--- Start Dataset records ---
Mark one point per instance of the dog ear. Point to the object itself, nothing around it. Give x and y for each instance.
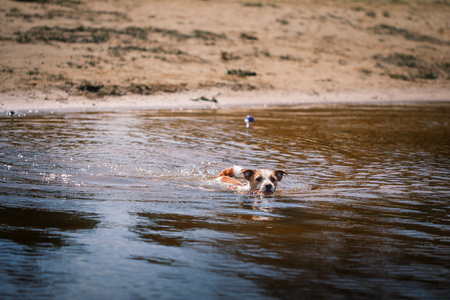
(279, 174)
(248, 174)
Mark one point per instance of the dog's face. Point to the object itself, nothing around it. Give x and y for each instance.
(264, 181)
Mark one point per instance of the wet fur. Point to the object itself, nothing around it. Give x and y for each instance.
(257, 181)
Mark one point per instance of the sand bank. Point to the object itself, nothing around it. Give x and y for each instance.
(79, 55)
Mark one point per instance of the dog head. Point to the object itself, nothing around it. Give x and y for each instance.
(264, 181)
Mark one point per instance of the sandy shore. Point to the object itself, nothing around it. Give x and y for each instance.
(87, 55)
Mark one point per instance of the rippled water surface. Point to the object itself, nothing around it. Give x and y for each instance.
(123, 205)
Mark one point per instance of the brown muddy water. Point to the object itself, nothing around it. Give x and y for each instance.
(122, 205)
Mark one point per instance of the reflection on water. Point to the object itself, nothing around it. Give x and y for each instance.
(123, 205)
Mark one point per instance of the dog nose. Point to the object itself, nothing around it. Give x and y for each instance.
(268, 188)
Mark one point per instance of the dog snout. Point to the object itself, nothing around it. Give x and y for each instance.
(268, 188)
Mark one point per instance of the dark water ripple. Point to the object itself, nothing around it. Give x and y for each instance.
(123, 205)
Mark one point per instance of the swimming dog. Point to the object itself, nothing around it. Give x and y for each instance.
(262, 181)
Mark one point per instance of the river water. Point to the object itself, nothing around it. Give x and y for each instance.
(123, 205)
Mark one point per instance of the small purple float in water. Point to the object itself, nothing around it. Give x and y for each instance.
(249, 119)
--- End Dataset records ---
Work to be completed
Reproduce only the lines from the one containing "Mark one point per instance of the dark" through the last line, substituting "stream" for every "water" and leaving everything else unchanged.

Solution to the exercise
Mark one point per instance of the dark stream ripple. Point to the object itself, nothing around it. Give x and y for each instance.
(123, 205)
Mark one point per instance of the swimming dog. Point to the object itself, nothing around it. Give x and y for each instance.
(262, 181)
Mark one point per instance of the river stream. Point to the object itself, nothing around it. Give x and y for each instance.
(123, 205)
Mark one point per instance of the small purple float in stream. Point to the object itself, nothing around it. Give x and y for each instance.
(249, 119)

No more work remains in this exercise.